= Ulla Trenter =

Swedish writer (1936–2019)

Ulla Elisabet Trenter Palm (née Andersson; 18 December 1936 – 23 December 2019) was a Swedish author and translator. She wrote twenty-three whodunit crime books, continuing a series begun by her first husband, Stieg Trenter. Their daughter is author Laura Trenter.

== Life ==
Trenter was born in Stockholm in 1936. Her mother was director Elisabeth Andersson (née Kindgren) and her father was an office clerk. Trenter was married to crime write Stieg Trenter from 1960 until his death in 1967. They had three children, one of whom is author Laura Trenter. The Trenters lived in Florence, Rome and Stockholm. Trenter worked with her husband on his books, working out plots together with him and becoming responsible for all the dialogue. When Stieg died suddenly of a heart attack in 1967, Trenter settled in Stockholm, and finished the book they had just started writing, Rosenkavaljeren. When it received positive reviews, Trenter decided to continue the book series and characters in Stieg's style, writing a further twenty-three novels.

┄┄┄┄┄┄

Exercise instructions:
A - Please write out the part of the Ulla Trenter text that begins at the words "Swedish writer (1936–2019)" and stops after the words "daughter is author Laura Trenter.".
B - Name every city mentioned in the Ulla Trenter text.

Source data:
┄┄┄┄┄┄

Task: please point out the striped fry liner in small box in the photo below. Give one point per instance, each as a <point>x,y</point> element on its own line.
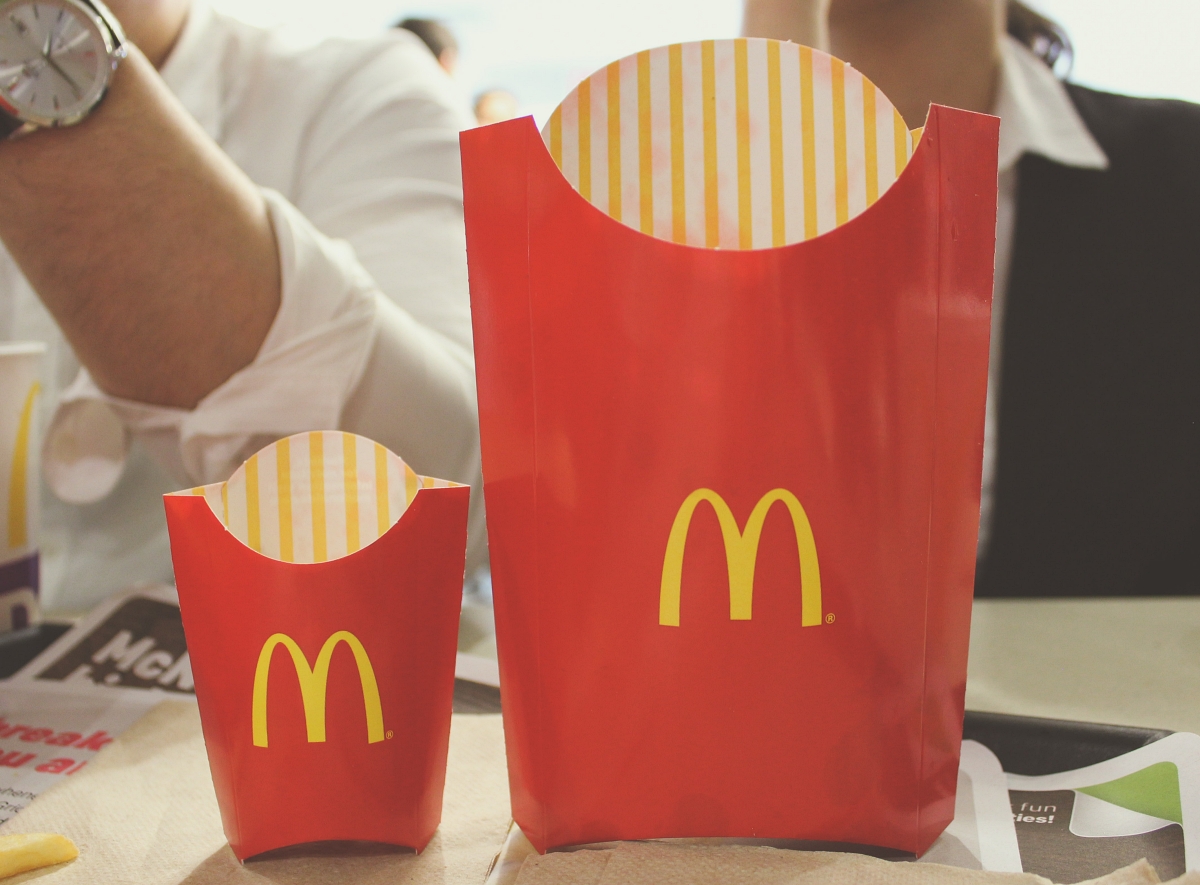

┄┄┄┄┄┄

Results for the exercise:
A -
Swedish writer (1936–2019)

Ulla Elisabet Trenter Palm (née Andersson; 18 December 1936 – 23 December 2019) was a Swedish author and translator. She wrote twenty-three whodunit crime books, continuing a series begun by her first husband, Stieg Trenter. Their daughter is author Laura Trenter.

B - Stockholm, Florence, Rome